ASSIGNED TASK
Output the listing below verbatim, but drop the images.

■ ■ ■ ■ ■ ■ ■

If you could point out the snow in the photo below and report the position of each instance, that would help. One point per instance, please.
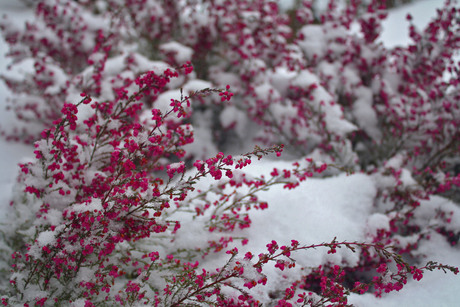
(320, 209)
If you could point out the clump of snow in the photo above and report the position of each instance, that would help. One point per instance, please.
(180, 52)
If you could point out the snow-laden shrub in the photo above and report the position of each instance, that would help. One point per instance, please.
(105, 196)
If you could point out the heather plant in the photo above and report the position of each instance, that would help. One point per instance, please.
(137, 100)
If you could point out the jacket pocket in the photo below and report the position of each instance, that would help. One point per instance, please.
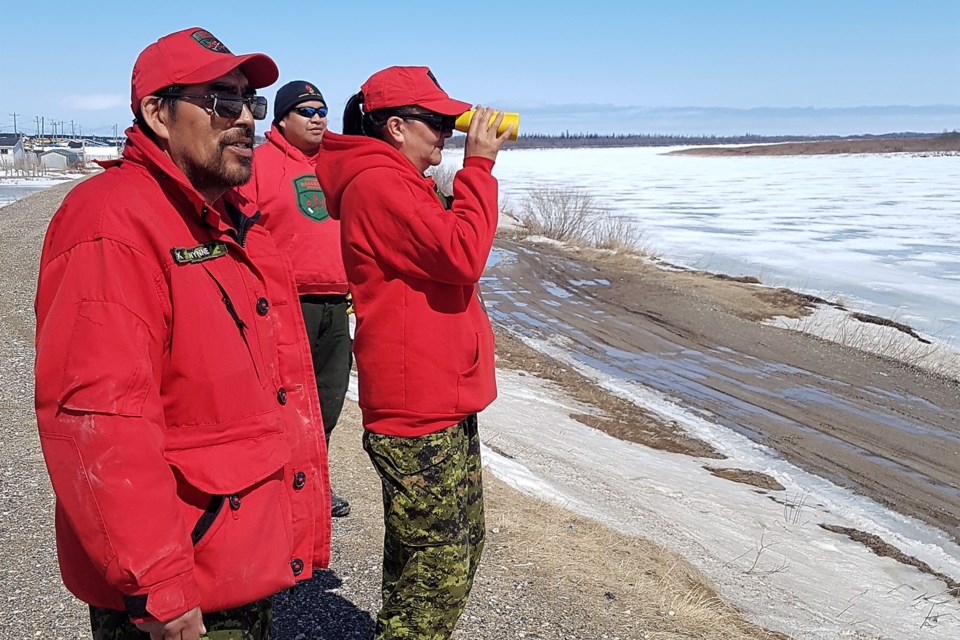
(477, 385)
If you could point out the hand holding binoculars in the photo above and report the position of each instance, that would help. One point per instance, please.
(463, 122)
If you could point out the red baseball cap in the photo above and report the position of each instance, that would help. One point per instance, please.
(193, 56)
(402, 86)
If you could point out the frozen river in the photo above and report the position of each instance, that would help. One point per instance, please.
(879, 232)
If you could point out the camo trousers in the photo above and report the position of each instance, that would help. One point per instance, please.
(434, 528)
(249, 622)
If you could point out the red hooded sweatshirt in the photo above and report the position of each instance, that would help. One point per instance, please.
(175, 398)
(284, 188)
(423, 343)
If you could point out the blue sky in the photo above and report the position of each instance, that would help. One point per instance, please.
(682, 67)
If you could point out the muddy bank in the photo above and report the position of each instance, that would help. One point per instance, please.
(883, 429)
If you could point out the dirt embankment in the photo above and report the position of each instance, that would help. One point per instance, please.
(943, 144)
(875, 425)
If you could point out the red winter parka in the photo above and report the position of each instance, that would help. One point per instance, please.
(284, 186)
(423, 343)
(175, 399)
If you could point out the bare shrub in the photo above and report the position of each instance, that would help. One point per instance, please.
(566, 215)
(616, 233)
(443, 175)
(569, 215)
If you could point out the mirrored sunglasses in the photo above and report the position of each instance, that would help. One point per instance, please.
(228, 105)
(433, 120)
(309, 112)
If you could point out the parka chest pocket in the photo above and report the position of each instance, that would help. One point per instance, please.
(216, 371)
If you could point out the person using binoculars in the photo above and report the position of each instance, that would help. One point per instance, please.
(423, 343)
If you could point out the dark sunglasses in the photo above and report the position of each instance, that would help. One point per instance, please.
(309, 112)
(435, 121)
(228, 105)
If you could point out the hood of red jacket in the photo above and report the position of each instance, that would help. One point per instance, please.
(343, 158)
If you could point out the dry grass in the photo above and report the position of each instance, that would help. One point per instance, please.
(616, 416)
(652, 592)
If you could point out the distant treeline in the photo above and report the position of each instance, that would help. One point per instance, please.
(577, 140)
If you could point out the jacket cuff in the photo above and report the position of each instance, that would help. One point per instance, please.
(478, 162)
(164, 601)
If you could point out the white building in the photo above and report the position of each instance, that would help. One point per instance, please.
(11, 148)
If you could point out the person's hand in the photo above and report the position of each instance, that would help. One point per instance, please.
(482, 138)
(187, 626)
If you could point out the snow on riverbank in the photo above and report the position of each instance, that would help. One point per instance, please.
(764, 552)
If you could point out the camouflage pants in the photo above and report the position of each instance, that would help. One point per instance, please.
(434, 528)
(250, 622)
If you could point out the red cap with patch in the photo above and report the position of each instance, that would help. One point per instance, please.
(193, 56)
(403, 86)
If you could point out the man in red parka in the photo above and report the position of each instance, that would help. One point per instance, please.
(177, 412)
(284, 187)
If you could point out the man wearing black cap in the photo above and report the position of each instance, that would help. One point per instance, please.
(285, 189)
(177, 415)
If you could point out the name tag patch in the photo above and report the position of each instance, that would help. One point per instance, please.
(206, 251)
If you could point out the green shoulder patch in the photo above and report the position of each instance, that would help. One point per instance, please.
(310, 199)
(199, 253)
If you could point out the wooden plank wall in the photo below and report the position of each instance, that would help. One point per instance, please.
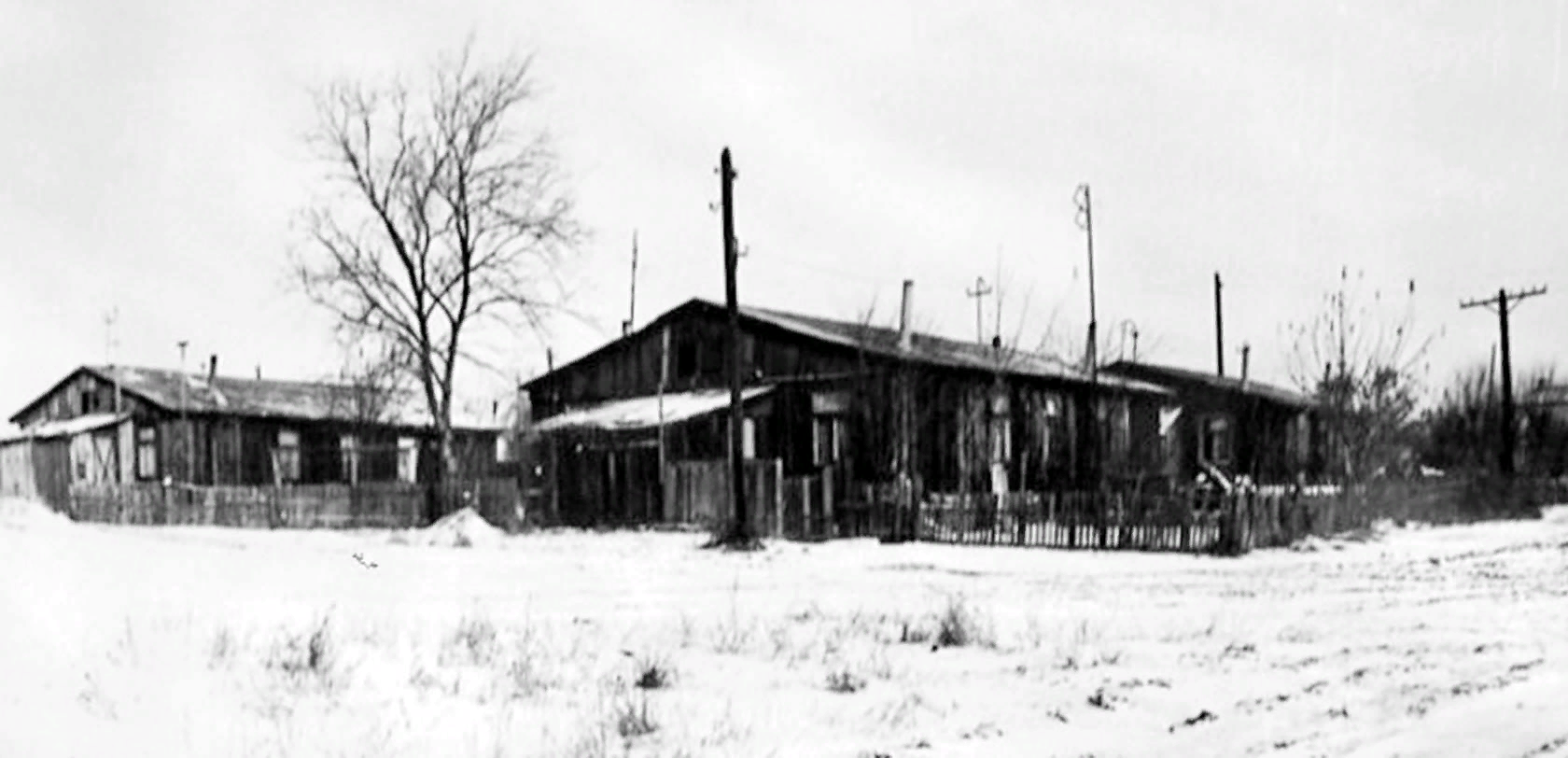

■ ■ ■ ■ ■ ■ ■

SOLUTION FOR THIS PROBLEM
If you could point out the snow in the photo below and report the position of each instance, that would help. One point per instance, please.
(320, 209)
If you could point out the clump of snow in the photo above and report the position of each instance, that would help. One point per instance, please.
(180, 52)
If you could point out the snow-laden shrub in the photo above and report the position of each instance, that would help. One point per instance, please.
(105, 196)
If you could point out the heather plant in the photo above and report the position of each instance, that would help. One point per instance, please.
(137, 100)
If you could point out the jacket pocket in the photo below and report the position of each instance, that would help. One point per instance, please.
(477, 385)
If you could point out the hand holding binoculars in the photo above and report the position of each instance, that would help. One point per instance, please.
(463, 122)
If you could point out the red baseball cap in the photo above and report the position of each instance, that would help. One point per instance, please.
(193, 56)
(402, 86)
If you could point out the frozen river in the photo above and report the position of each instance, that would help. One point per instance, please.
(879, 232)
If you could point out the camo trousers in the photo above and report the position of each instance, that would help. One point per instance, please.
(434, 528)
(249, 622)
If you could point out the red hooded sweatshirt in the photo above and report the position of each instance, that would help. One point per instance, please.
(175, 398)
(284, 188)
(423, 343)
If you could point out the blue sky in the photo above and report the position of each instance, that would help. One point per instance, please.
(682, 67)
If you could point out the muddy bank in the photo above and report the position of each instance, that would help. One point per instance, please.
(883, 429)
If you could point out the dirt embankment in the photo above and report the position of each instance, that would help. One point per instance, please.
(943, 144)
(875, 425)
If you could point out the red winter parka in the photo above and report the position of each instance, that would help. One point per instance, please.
(284, 186)
(423, 343)
(175, 399)
If you could point out the bare shrub in the photo above and report the position of each instance, that would help. One point per instance, please.
(566, 215)
(616, 233)
(443, 175)
(569, 215)
If you could point out the mirrored sunglasses in the photo above and report the position of each instance, that would help. One point per instance, please.
(228, 105)
(433, 120)
(309, 112)
If you could point out the parka chest pocket in the photo above and report the position of each instance, that would help. One point per instance, please.
(216, 371)
If you could point out the person using binoculars in the photo above and report the position of each instance, that would help. One point per instance, please.
(423, 343)
If you could point out the dark sunglasses in the photo above and report the position of each instance, that would help. One point per instance, please.
(309, 112)
(435, 121)
(228, 105)
If you could point out the hood of red jacket in the photo above and report the position of each instance, that would help. One point per instance, please.
(343, 158)
If you could point out the dry grass in the photo above and report the position of each instance, that would help. One point per instance, please.
(616, 416)
(652, 592)
If you could point out the distant treeline in the photo above and report the position of each instance, that would help. One point per instance, please.
(577, 140)
If you could point out the jacket cuff in the photo above and report the position of each instance, that would help. One point per instance, please.
(478, 162)
(164, 601)
If you could point out the white building in the photo above and report the position of each instance, that would help. One point per instance, please.
(11, 148)
If you could point out the person's hand in the photo above and report the position of each instance, that would help. One point per instance, please.
(482, 138)
(187, 626)
If you could point out the snow on riverbank in the photo above and report the position of each instance, that would help. One point per instance, please.
(764, 552)
If you could point out the camouflage pants in the photo above and report the position of each instance, that would help. One point per instance, please.
(434, 528)
(250, 622)
If you could point out the red cap with patch in the photo above and report the position of each instance, that would help. One point per instance, please.
(193, 56)
(403, 86)
If you could point out the man in red parka in the photo above and report the position of each instance, that would help. One point per instance, please.
(177, 412)
(284, 187)
If you could point out the man wearing black cap in the photo above and report the position of each instance, that would help. One point per instance, please.
(285, 189)
(177, 415)
If you could point out the name tag patch in the photo above and report the position of each instance, that would help. One point per instance, please.
(206, 251)
If you could point out the green shoulder patch in the photo above and report the position of each instance, that would help. One point per instance, please.
(310, 199)
(199, 253)
If you could point out the wooden plank wall in the photo below and report the position of each instance, that would help. One point per instance, please.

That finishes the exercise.